### INSTRUCTIONS FOR THE TASK
Reproduce the records below word for word, beginning with the line containing "Indicate the jagged" and continuing through the end of the records.

** START OF DATA TO PROCESS **

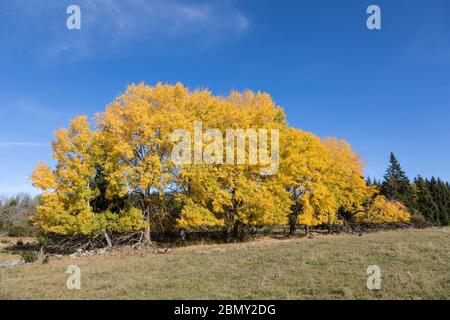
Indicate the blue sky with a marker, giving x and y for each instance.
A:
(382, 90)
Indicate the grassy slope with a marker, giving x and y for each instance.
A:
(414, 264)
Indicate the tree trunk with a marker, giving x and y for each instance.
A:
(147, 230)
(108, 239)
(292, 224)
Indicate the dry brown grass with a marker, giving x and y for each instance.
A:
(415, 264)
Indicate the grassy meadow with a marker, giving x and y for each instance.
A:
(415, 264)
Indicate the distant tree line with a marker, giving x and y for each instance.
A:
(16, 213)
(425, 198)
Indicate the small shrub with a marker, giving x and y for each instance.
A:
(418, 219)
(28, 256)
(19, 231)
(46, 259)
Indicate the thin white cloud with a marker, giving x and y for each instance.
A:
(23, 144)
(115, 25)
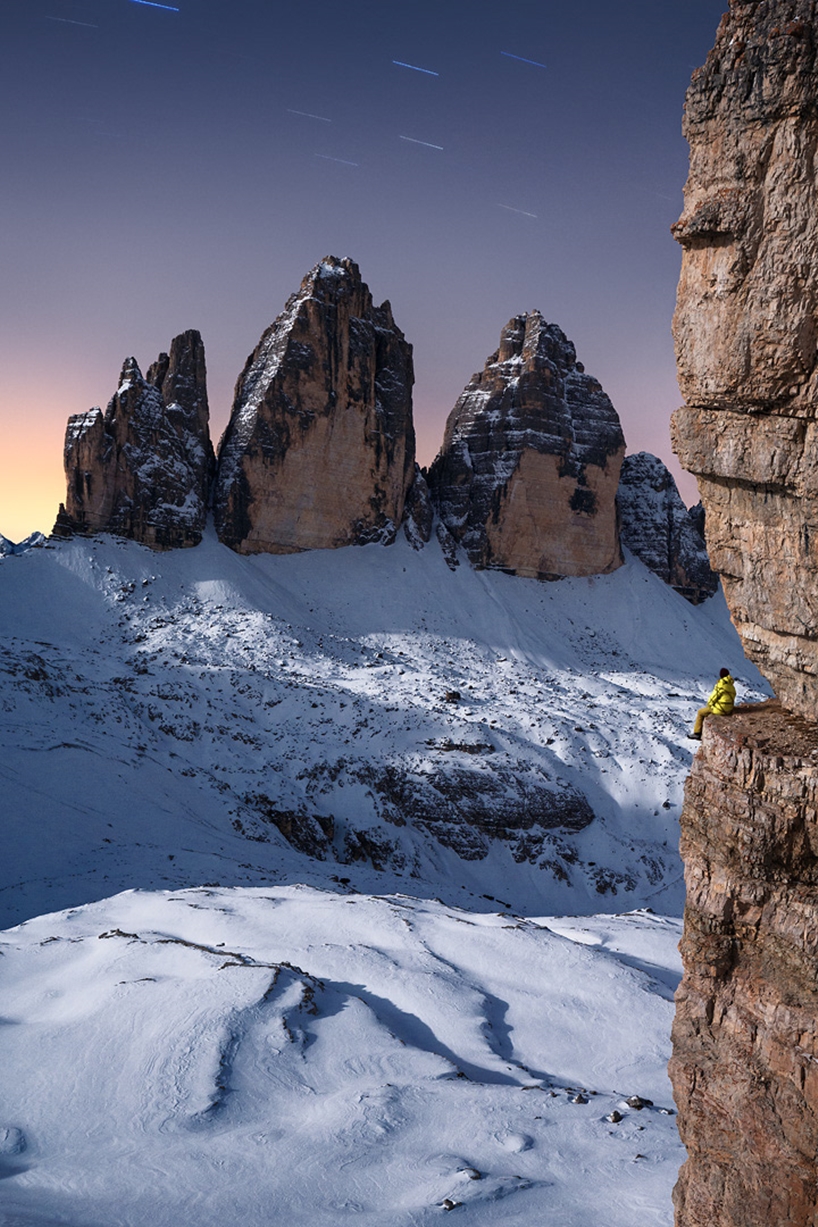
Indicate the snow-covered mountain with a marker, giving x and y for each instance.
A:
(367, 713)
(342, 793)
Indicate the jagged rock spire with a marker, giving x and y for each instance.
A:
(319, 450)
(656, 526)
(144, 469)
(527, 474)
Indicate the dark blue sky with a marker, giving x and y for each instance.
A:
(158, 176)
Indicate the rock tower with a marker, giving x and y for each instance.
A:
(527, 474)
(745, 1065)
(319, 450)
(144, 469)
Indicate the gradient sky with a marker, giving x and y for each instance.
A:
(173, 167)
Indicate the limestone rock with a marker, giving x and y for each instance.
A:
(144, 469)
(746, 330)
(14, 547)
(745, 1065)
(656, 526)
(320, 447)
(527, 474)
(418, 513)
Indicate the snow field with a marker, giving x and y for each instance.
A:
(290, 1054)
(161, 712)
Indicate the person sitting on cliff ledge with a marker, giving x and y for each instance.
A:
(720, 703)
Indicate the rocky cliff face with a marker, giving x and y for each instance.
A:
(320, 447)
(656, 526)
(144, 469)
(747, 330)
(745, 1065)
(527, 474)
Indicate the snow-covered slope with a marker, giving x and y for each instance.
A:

** END OF DATA TO PROCESS **

### SOLUTION TO THE EXERCISE
Indicate the jagged rock spire with a marker, giving x and y for each instance.
A:
(319, 450)
(656, 526)
(144, 469)
(527, 474)
Indicate the dark blue sky with a marker, giving x and y for each instance.
A:
(158, 176)
Indicate the rock tower with a marker, giving x and y for each instance.
A:
(527, 474)
(745, 1065)
(319, 450)
(144, 469)
Indicate the gradient sky with a marker, giving x and y for each instance.
A:
(173, 167)
Indicate the limestone rock with a marker, giving x and y for each instance.
A:
(144, 469)
(746, 330)
(14, 547)
(745, 1065)
(656, 526)
(320, 447)
(527, 474)
(418, 513)
Indicate the snow field with a marker, giving x and y for each instance.
A:
(290, 1054)
(161, 712)
Indicate the person sitting on cliff ledge with a marker, giving x and y for each instance.
A:
(720, 703)
Indicate the rocky cliff face with a marker, giving x and y for each instance.
A:
(320, 447)
(656, 526)
(144, 469)
(747, 330)
(745, 1065)
(527, 474)
Indicate the snow-covered slope with a marker, giving x and y for each instance.
A:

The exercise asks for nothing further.